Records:
◇ ◇ ◇ ◇
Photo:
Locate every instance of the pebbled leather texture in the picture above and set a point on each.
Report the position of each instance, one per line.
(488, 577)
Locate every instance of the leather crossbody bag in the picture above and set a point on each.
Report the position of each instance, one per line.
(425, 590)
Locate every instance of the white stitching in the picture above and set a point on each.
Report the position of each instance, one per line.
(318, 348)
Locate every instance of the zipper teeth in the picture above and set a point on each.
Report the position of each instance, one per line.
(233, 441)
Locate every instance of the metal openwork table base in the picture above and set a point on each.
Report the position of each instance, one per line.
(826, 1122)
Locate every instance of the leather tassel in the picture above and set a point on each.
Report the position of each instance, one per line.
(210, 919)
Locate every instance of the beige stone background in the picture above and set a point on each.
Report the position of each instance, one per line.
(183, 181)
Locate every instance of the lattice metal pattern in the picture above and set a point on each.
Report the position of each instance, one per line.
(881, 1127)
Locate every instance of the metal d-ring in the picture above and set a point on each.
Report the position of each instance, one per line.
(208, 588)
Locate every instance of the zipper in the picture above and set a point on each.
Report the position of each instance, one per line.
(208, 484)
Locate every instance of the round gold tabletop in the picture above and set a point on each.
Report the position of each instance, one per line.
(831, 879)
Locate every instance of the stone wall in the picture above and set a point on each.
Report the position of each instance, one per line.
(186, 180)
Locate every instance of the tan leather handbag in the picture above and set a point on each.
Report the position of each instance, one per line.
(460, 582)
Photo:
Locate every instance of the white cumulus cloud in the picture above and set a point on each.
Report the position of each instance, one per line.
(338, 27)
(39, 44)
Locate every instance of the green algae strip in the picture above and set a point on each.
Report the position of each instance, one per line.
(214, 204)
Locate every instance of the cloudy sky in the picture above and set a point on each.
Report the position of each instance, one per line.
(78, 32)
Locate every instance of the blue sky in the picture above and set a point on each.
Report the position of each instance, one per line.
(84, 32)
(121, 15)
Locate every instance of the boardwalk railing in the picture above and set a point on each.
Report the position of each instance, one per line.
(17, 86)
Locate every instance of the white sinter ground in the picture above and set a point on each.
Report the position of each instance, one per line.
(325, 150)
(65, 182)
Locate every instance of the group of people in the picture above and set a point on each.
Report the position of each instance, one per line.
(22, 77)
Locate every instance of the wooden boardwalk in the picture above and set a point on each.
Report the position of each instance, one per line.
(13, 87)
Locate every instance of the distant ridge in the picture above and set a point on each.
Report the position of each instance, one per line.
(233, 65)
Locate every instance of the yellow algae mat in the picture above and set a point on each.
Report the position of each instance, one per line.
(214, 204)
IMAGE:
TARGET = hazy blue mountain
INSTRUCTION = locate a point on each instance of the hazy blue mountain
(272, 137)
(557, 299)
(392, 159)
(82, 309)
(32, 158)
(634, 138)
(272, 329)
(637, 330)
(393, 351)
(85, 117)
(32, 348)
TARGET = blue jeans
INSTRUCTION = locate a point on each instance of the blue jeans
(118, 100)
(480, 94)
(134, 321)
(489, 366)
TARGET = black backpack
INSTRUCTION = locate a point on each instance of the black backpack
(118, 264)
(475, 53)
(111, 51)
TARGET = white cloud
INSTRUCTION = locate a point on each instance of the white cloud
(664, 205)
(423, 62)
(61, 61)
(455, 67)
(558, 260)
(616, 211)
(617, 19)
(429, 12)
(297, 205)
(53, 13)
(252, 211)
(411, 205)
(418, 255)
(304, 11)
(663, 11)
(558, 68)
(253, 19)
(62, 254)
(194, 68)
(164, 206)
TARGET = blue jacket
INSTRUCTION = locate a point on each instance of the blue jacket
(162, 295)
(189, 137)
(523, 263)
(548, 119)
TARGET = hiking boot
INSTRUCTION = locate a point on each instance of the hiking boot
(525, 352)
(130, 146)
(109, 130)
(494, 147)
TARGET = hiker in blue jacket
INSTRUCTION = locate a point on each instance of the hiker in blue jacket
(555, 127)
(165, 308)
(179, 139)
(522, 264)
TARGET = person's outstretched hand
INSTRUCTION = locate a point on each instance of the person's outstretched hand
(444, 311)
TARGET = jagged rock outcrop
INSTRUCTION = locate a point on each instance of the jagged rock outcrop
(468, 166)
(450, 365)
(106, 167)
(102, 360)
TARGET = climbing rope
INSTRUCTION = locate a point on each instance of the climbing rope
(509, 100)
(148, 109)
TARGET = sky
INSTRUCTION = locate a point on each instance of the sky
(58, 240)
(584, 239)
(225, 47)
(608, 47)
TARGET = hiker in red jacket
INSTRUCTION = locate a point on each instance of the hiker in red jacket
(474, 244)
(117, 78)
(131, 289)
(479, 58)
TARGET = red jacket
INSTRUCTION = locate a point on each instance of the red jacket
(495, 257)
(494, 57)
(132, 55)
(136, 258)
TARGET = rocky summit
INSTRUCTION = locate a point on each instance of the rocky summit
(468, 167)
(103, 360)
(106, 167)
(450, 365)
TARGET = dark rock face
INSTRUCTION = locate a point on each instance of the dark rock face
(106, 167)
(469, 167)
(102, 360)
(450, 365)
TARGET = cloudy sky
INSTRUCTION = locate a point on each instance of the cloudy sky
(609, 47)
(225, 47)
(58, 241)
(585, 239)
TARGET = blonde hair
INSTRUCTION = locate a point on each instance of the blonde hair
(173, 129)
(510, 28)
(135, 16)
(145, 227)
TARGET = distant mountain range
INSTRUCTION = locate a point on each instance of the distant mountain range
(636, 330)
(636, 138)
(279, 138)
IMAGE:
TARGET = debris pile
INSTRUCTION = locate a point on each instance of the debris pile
◇ ◇ ◇ ◇
__Task prompt__
Could you write out all of the rows above again, replacing "set a point" with "place a marker" everywhere it appears and changing nothing else?

__Task answer__
Photo:
Locate every instance of the pebbled leather texture in the picture above and place a marker on each.
Report the position of each instance, one per line.
(488, 577)
Locate every instance of the leather crossbody bag in the picture above and place a marker on each.
Report the position of each instance, one per line.
(425, 590)
Locate every instance of the white stitching in the picture above and place a marker on each.
Report the position of each instance, one per line.
(318, 348)
Locate every instance of the zipper teeth in the picture above and place a marker on each.
Report the position of each instance, one per line.
(233, 441)
Locate every instance of the metal openwork table base in the picture above and place a marker on each.
Report the position of each instance, one per line.
(826, 1122)
Locate every instance of the leather tassel in the picture above and place a marker on each.
Report the position of each instance, one per line.
(210, 919)
Locate every instance of the beige stone background in the picture above and place a marker on each.
Report the position of each instance, one per line.
(183, 181)
Locate every instance of the lattice metal pattern in the picture above and place a marker on each.
Report the position of each instance, one per line.
(881, 1127)
Locate every instance of the metal d-ring in the picture above and place a marker on each.
Report the position of each instance, one per line.
(208, 588)
Locate every instance of the zipper in the picture above and place a marker on each.
Report the position of each instance, one per line.
(208, 484)
Locate every instance of the round gold tabletop in the picture above and place a marker on each.
Report the position of each instance, one per line.
(831, 879)
Locate every instance of the stone wall in the picture above and place a marker on each.
Report the position of each instance, one per line.
(186, 180)
Locate every instance of the tan leather handbag in the picture above and place a marker on each.
Report the position of each instance, one per line.
(460, 582)
Photo:
Locate every instance of the white cumulus cloud in the picture above and place a marker on each.
Report the position of each instance, one per line.
(338, 27)
(39, 44)
Locate every instance of the green algae strip in the picture above and place a marker on each.
Report the position of each instance, one per line.
(214, 204)
Locate every instance of the cloudy sky in the picture above and place a marker on each.
Report the position of each instance, one per line.
(78, 32)
Locate every instance of the blue sky in the picture above and place a marker on each.
Report the position of each instance, one per line.
(84, 32)
(121, 15)
Locate every instance of the boardwalk railing in the picture above and place a marker on each.
Report the position of each instance, one per line.
(17, 86)
Locate every instance of the white sinter ground in the picture above and place a marker on each.
Report the position of each instance, one per line.
(325, 150)
(65, 182)
Locate every instance of the group of people in the picture above and place a marker on each.
Report the position of each instance, one per line.
(22, 77)
Locate every instance of the wooden boardwalk in the picture above and place a marker on each.
Report the position of each instance, one per line.
(13, 87)
Locate every instance of the distant ridge in the picture above and place a marker on each.
Report the position of each instance, one per line.
(233, 65)
Locate every instance of the yellow algae mat in the picture above and place a marker on each.
Report the position of each instance, one per line.
(214, 204)
IMAGE:
TARGET = hazy blue mountain
INSTRUCTION = locate a point on each instance of the hazy blue mountain
(272, 137)
(557, 299)
(392, 159)
(82, 309)
(32, 158)
(634, 138)
(272, 329)
(637, 330)
(393, 351)
(85, 117)
(32, 348)
TARGET = blue jeans
INSTRUCTION = locate a point on each instance of the blue jeans
(118, 100)
(480, 94)
(134, 321)
(489, 366)
TARGET = black backpack
INSTRUCTION = locate a point on each instance of the black backpack
(118, 264)
(475, 53)
(111, 51)
TARGET = white cloud
INSTRUCTION = locate a point on each instance of the white cloud
(664, 205)
(423, 62)
(61, 61)
(455, 67)
(558, 260)
(616, 211)
(617, 19)
(429, 12)
(297, 205)
(53, 13)
(252, 211)
(411, 205)
(418, 255)
(304, 11)
(663, 11)
(558, 68)
(253, 19)
(62, 254)
(194, 68)
(164, 206)
TARGET = blue jacket
INSTRUCTION = locate a point on each instance of the blue jacket
(162, 295)
(189, 137)
(523, 263)
(548, 119)
TARGET = hiking boot
INSTRUCTION = locate a point on each instance of the hiking boot
(525, 352)
(130, 146)
(109, 130)
(494, 147)
TARGET = hiker in blue jacket
INSTRUCTION = locate a point on each instance of the hiker in blue jacket
(555, 127)
(165, 308)
(179, 139)
(522, 264)
TARGET = person's outstretched hand
INSTRUCTION = locate a point on each instance of the person's outstretched hand
(444, 311)
TARGET = jagged rock outcrop
INSTRUCTION = locate a point on each instance of the jagged rock outcrop
(468, 166)
(450, 365)
(106, 167)
(102, 360)
TARGET = climbing rope
INSTRUCTION = locate a point on each instance of the climbing rope
(509, 100)
(148, 109)
TARGET = sky
INSTRUCTION = locate a point on each instance of the sky
(58, 240)
(584, 239)
(225, 47)
(608, 47)
TARGET = hiker in red jacket
INSTRUCTION = locate a point on each instance of the hiker in red jacket
(474, 244)
(117, 78)
(131, 289)
(479, 58)
TARGET = red jacket
INSTRUCTION = locate a point on each instance of the red jacket
(495, 257)
(494, 57)
(132, 55)
(136, 258)
TARGET = rocky summit
INSTRUCTION = locate a point on each instance of the rocky summit
(468, 167)
(103, 360)
(106, 167)
(450, 365)
TARGET = dark rock face
INSTRUCTION = locate a point on each instance of the dark rock face
(106, 167)
(469, 167)
(102, 360)
(450, 365)
TARGET = cloudy sky
INSTRUCTION = locate a point on each instance of the cloudy sky
(609, 47)
(225, 47)
(58, 241)
(585, 239)
TARGET = blonde hair
INSTRUCTION = locate a point on each instance of the blonde hair
(173, 129)
(510, 28)
(135, 16)
(145, 227)
TARGET = distant mountain range
INSTRUCTION = locate a point on each instance of the distant mountain range
(636, 330)
(636, 138)
(279, 138)
IMAGE:
TARGET = debris pile
INSTRUCTION = locate a point on each instance of the debris pile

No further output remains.